Records excerpted from a collection —
>> start
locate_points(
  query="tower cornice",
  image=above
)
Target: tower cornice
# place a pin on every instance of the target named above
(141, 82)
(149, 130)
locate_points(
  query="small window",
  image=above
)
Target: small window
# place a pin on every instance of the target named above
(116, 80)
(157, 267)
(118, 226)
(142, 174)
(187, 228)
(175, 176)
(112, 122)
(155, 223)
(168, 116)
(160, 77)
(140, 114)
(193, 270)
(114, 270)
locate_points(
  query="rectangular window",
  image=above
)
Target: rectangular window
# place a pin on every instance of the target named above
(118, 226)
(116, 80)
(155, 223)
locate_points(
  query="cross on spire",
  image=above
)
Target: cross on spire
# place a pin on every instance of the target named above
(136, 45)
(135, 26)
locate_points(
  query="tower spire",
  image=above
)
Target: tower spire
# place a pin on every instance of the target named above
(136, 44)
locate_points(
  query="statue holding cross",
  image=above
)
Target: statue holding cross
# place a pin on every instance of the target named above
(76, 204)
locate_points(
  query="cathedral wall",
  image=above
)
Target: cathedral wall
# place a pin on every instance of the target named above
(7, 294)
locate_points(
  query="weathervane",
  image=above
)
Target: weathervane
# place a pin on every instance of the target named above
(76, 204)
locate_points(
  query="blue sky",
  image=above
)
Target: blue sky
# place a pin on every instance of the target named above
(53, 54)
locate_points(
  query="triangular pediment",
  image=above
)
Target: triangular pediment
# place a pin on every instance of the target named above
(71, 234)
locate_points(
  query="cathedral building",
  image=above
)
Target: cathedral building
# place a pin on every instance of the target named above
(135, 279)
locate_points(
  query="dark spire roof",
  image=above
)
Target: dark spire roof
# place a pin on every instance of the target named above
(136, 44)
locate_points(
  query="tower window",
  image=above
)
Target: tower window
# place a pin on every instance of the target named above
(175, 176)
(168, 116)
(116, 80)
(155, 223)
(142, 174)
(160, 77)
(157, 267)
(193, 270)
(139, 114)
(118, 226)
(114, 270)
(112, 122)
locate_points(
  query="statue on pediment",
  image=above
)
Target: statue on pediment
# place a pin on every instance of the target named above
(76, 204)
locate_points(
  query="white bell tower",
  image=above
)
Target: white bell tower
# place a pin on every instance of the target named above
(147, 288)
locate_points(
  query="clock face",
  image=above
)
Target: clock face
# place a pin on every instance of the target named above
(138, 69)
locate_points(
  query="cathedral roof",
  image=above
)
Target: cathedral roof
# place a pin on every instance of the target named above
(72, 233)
>> end
>> start
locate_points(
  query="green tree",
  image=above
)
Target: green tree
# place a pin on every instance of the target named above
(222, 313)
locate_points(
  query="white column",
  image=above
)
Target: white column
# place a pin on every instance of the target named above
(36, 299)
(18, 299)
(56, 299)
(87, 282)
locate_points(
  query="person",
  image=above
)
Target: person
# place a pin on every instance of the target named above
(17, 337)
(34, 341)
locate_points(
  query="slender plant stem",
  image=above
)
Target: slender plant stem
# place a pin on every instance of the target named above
>> end
>> start
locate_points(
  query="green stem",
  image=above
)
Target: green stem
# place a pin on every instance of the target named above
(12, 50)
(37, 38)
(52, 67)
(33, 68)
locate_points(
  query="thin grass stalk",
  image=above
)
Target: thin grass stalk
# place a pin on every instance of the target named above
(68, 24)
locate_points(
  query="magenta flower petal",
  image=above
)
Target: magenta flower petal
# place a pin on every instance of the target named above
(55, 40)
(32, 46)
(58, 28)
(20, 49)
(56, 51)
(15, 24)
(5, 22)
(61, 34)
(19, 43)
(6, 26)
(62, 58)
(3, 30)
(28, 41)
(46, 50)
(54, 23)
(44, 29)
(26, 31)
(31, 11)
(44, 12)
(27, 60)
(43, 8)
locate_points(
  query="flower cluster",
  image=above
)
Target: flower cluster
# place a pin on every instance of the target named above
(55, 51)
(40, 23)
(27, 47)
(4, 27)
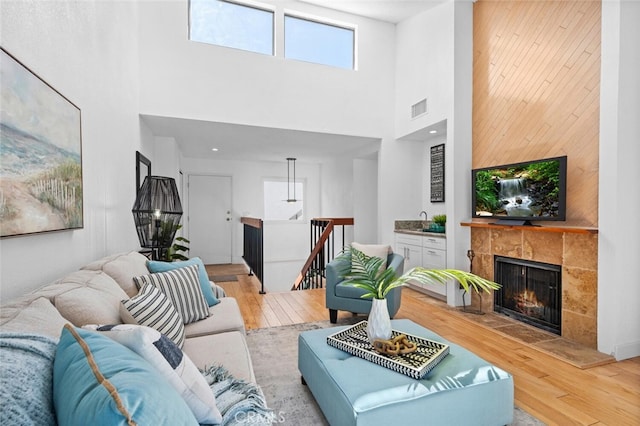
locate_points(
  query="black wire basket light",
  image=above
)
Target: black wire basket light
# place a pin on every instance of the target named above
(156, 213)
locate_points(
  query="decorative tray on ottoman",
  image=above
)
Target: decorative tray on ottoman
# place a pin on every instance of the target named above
>> end
EXERCISE BRIEF — Please give only the number of lines in the material above that contain the string "thin".

THE ANSWER — 2